Short task:
Please write every line of the listing below as a JSON list of strings, one string per line, with blank lines skipped and the pictures left out.

Dataset entries:
--------------------------------

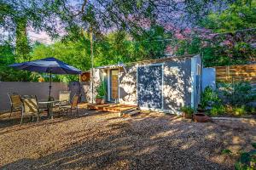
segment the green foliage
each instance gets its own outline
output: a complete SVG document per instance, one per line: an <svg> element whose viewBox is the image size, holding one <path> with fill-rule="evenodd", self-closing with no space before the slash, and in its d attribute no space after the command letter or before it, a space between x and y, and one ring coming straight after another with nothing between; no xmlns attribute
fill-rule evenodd
<svg viewBox="0 0 256 170"><path fill-rule="evenodd" d="M223 154L223 155L231 155L232 153L233 152L229 149L224 149L221 151L221 154Z"/></svg>
<svg viewBox="0 0 256 170"><path fill-rule="evenodd" d="M107 88L106 88L106 83L104 81L102 81L100 86L97 87L96 88L97 99L104 99L107 95Z"/></svg>
<svg viewBox="0 0 256 170"><path fill-rule="evenodd" d="M210 45L201 49L205 66L247 64L255 59L252 40L256 31L236 31L256 27L256 1L235 1L224 10L211 12L200 25L224 33L208 39Z"/></svg>
<svg viewBox="0 0 256 170"><path fill-rule="evenodd" d="M220 83L224 101L233 106L247 105L254 101L256 94L247 82Z"/></svg>
<svg viewBox="0 0 256 170"><path fill-rule="evenodd" d="M256 149L256 144L252 144ZM256 150L241 154L239 160L235 164L236 170L253 170L256 168Z"/></svg>
<svg viewBox="0 0 256 170"><path fill-rule="evenodd" d="M184 114L186 114L189 116L192 116L194 113L194 108L189 105L184 105L180 108L180 110L183 111Z"/></svg>
<svg viewBox="0 0 256 170"><path fill-rule="evenodd" d="M8 42L0 45L0 81L37 81L38 74L25 71L16 71L9 66L15 62L14 48Z"/></svg>
<svg viewBox="0 0 256 170"><path fill-rule="evenodd" d="M247 114L246 106L241 105L233 108L233 112L236 116L243 116Z"/></svg>
<svg viewBox="0 0 256 170"><path fill-rule="evenodd" d="M218 115L223 115L226 111L225 107L223 105L215 105L210 110L210 114L212 116L216 116Z"/></svg>
<svg viewBox="0 0 256 170"><path fill-rule="evenodd" d="M216 32L234 31L256 27L256 2L239 0L221 13L212 12L201 26Z"/></svg>
<svg viewBox="0 0 256 170"><path fill-rule="evenodd" d="M218 105L220 101L218 94L209 86L201 94L201 106L202 109L206 109L207 106Z"/></svg>

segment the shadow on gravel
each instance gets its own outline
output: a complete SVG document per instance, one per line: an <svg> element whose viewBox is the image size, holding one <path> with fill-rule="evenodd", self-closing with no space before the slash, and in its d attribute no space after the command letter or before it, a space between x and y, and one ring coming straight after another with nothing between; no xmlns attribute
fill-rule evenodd
<svg viewBox="0 0 256 170"><path fill-rule="evenodd" d="M0 134L4 134L7 133L11 133L14 131L23 130L26 128L45 126L49 124L56 124L60 122L64 122L66 121L70 121L71 119L79 119L84 116L92 116L96 115L102 115L106 112L99 112L92 110L79 109L79 115L75 114L75 111L71 115L70 113L61 113L54 115L54 118L51 119L48 117L46 113L41 115L40 120L38 122L36 122L37 118L34 117L31 120L30 117L25 117L20 126L20 113L15 112L13 114L11 118L9 117L9 114L1 116L0 117Z"/></svg>
<svg viewBox="0 0 256 170"><path fill-rule="evenodd" d="M65 150L43 154L38 159L20 159L2 168L233 169L229 162L221 164L211 159L223 158L219 156L226 147L223 138L226 141L232 139L232 131L223 132L213 123L175 120L167 116L137 116L107 123L101 129L87 129L85 133L78 130L67 138L79 140ZM88 137L91 132L96 133Z"/></svg>

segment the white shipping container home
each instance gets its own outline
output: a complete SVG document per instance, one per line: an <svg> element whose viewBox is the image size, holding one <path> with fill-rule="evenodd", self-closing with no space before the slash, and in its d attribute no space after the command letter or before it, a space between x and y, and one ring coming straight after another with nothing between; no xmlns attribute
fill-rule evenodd
<svg viewBox="0 0 256 170"><path fill-rule="evenodd" d="M196 108L201 99L199 54L101 66L94 68L90 76L89 102L95 102L102 81L107 85L107 102L141 110L178 114L181 106Z"/></svg>

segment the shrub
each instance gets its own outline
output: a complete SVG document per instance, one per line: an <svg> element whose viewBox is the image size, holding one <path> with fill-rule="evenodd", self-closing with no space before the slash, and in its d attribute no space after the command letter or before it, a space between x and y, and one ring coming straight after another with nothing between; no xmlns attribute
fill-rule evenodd
<svg viewBox="0 0 256 170"><path fill-rule="evenodd" d="M207 106L218 105L220 103L220 99L218 94L213 89L207 86L204 92L201 94L201 106L202 109L206 109Z"/></svg>
<svg viewBox="0 0 256 170"><path fill-rule="evenodd" d="M236 116L243 116L247 114L245 105L236 106L233 109L233 112Z"/></svg>
<svg viewBox="0 0 256 170"><path fill-rule="evenodd" d="M211 116L218 116L218 115L223 115L224 114L226 111L225 107L222 105L213 105L212 110L210 110L210 114Z"/></svg>
<svg viewBox="0 0 256 170"><path fill-rule="evenodd" d="M193 113L194 113L194 109L191 106L182 106L180 108L180 110L183 111L184 114L186 114L189 116L192 116Z"/></svg>

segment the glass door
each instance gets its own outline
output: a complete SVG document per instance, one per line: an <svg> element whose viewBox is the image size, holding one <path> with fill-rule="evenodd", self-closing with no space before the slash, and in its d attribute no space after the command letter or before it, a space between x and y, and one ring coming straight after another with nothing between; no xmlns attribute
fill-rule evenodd
<svg viewBox="0 0 256 170"><path fill-rule="evenodd" d="M119 98L119 71L110 70L110 100L115 101Z"/></svg>

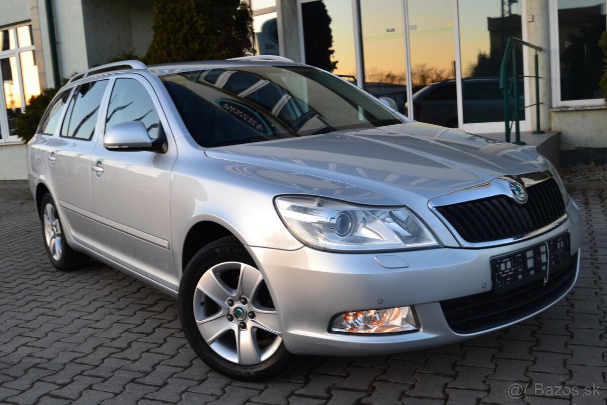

--------------------------------

Exercise response:
[
  "segment the green foliage",
  "each instance gets its own outline",
  "output: a complete SVG document per instance, one per line: an <svg> element whose viewBox is the image size, holding one <path> with fill-rule=\"evenodd\", self-closing with no space before the slash, and in its d attribute no space after the command letter or before it, a space between x and y, and one ring coming straight after another with nothing between; no xmlns attribute",
  "fill-rule evenodd",
  "<svg viewBox=\"0 0 256 170\"><path fill-rule=\"evenodd\" d=\"M223 154L223 155L231 155L232 153L233 152L229 149L224 149L221 151L221 154Z\"/></svg>",
  "<svg viewBox=\"0 0 256 170\"><path fill-rule=\"evenodd\" d=\"M107 88L106 88L106 83L104 81L102 81L100 86L97 87L96 88L97 99L104 99L107 95Z\"/></svg>",
  "<svg viewBox=\"0 0 256 170\"><path fill-rule=\"evenodd\" d=\"M210 45L201 49L205 66L247 64L255 59L252 40L256 31L236 31L256 27L256 1L235 1L224 10L211 12L200 25L224 33L208 39Z\"/></svg>",
  "<svg viewBox=\"0 0 256 170\"><path fill-rule=\"evenodd\" d=\"M220 83L224 101L233 106L247 105L254 101L256 94L247 82Z\"/></svg>",
  "<svg viewBox=\"0 0 256 170\"><path fill-rule=\"evenodd\" d=\"M256 149L256 144L252 144ZM256 150L241 154L239 160L235 164L236 170L253 170L256 168Z\"/></svg>",
  "<svg viewBox=\"0 0 256 170\"><path fill-rule=\"evenodd\" d=\"M184 114L186 114L189 116L192 116L194 113L194 108L189 105L184 105L180 108L180 110L183 111Z\"/></svg>",
  "<svg viewBox=\"0 0 256 170\"><path fill-rule=\"evenodd\" d=\"M8 42L0 45L0 81L37 81L38 74L25 71L16 71L9 66L15 62L14 48Z\"/></svg>",
  "<svg viewBox=\"0 0 256 170\"><path fill-rule=\"evenodd\" d=\"M247 114L246 106L241 105L233 108L233 112L236 116L243 116Z\"/></svg>",
  "<svg viewBox=\"0 0 256 170\"><path fill-rule=\"evenodd\" d=\"M218 115L223 115L226 111L225 107L223 105L215 105L210 110L210 114L212 116L216 116Z\"/></svg>",
  "<svg viewBox=\"0 0 256 170\"><path fill-rule=\"evenodd\" d=\"M216 32L234 31L256 27L256 2L239 0L221 13L212 12L201 26Z\"/></svg>",
  "<svg viewBox=\"0 0 256 170\"><path fill-rule=\"evenodd\" d=\"M218 105L220 101L218 94L209 86L201 94L201 106L202 109L206 109L207 106Z\"/></svg>",
  "segment the shadow on gravel",
  "each instance gets its own outline",
  "output: a complete SVG document per instance, one per line: an <svg> element whose viewBox is the image size, holding one <path> with fill-rule=\"evenodd\", self-closing with no space before the slash, and in its d attribute no space after the command letter or before it, a space between x and y, and one ring coming straight after another with nothing between; no xmlns attribute",
  "fill-rule evenodd",
  "<svg viewBox=\"0 0 256 170\"><path fill-rule=\"evenodd\" d=\"M0 134L4 134L7 133L11 133L14 131L23 130L26 128L45 126L49 124L56 124L60 122L64 122L66 121L70 121L71 119L79 119L84 116L92 116L96 115L102 115L106 112L99 112L92 110L79 109L79 115L75 114L75 111L71 115L70 113L61 113L54 115L54 118L51 119L48 117L46 113L41 115L40 120L38 122L36 122L37 118L34 117L31 120L30 117L25 117L20 126L20 113L15 112L13 114L11 118L9 117L9 114L1 116L0 117Z\"/></svg>",
  "<svg viewBox=\"0 0 256 170\"><path fill-rule=\"evenodd\" d=\"M65 150L43 154L38 159L20 159L2 168L233 169L229 162L221 164L211 159L223 158L219 156L226 147L223 138L226 141L232 139L232 131L223 132L213 123L175 120L167 116L137 116L107 123L101 129L87 129L85 133L78 130L67 138L79 140ZM88 137L91 132L96 133Z\"/></svg>",
  "segment the white shipping container home",
  "each instance gets its own outline",
  "output: a complete SVG document per instance, one per line: an <svg> element whose viewBox is the image size, holding one <path> with fill-rule=\"evenodd\", self-closing with no space before the slash, and in its d attribute no space after the command letter or before it, a space between x and y, and one ring coming straight after another with nothing between; no xmlns attribute",
  "fill-rule evenodd",
  "<svg viewBox=\"0 0 256 170\"><path fill-rule=\"evenodd\" d=\"M196 108L201 99L199 54L101 66L94 68L90 76L89 102L95 102L102 81L107 85L107 102L141 110L178 114L181 106Z\"/></svg>",
  "segment the shrub",
  "each instance gets its own outline",
  "output: a complete SVG document per instance, one per line: an <svg> element whose viewBox is the image size, holding one <path> with fill-rule=\"evenodd\", self-closing with no space before the slash, and in its d attribute no space after the command letter or before it, a space between x and y, and one ring coming straight after another with nothing between; no xmlns attribute",
  "fill-rule evenodd",
  "<svg viewBox=\"0 0 256 170\"><path fill-rule=\"evenodd\" d=\"M207 106L218 105L220 103L220 99L218 94L213 89L207 86L204 92L201 94L201 106L202 109L206 109Z\"/></svg>",
  "<svg viewBox=\"0 0 256 170\"><path fill-rule=\"evenodd\" d=\"M236 116L243 116L247 114L245 105L236 106L233 109L233 112Z\"/></svg>",
  "<svg viewBox=\"0 0 256 170\"><path fill-rule=\"evenodd\" d=\"M211 116L218 116L218 115L223 115L224 114L226 111L225 107L222 105L213 105L212 110L210 110L210 114Z\"/></svg>",
  "<svg viewBox=\"0 0 256 170\"><path fill-rule=\"evenodd\" d=\"M193 113L194 113L194 109L191 106L182 106L180 108L180 110L183 111L184 114L186 114L189 116L192 116Z\"/></svg>",
  "segment the glass door",
  "each instance gets its own outline",
  "output: a complete SVG document per instance, one per line: an <svg> element whose viewBox is the image size, holding one <path> with fill-rule=\"evenodd\", self-closing with no space before the slash, and in its d attribute no space after the command letter or before it, a space between x and y, and one ring coming straight after another with nothing between; no xmlns attribute",
  "fill-rule evenodd",
  "<svg viewBox=\"0 0 256 170\"><path fill-rule=\"evenodd\" d=\"M119 98L119 71L110 70L110 100L115 101Z\"/></svg>"
]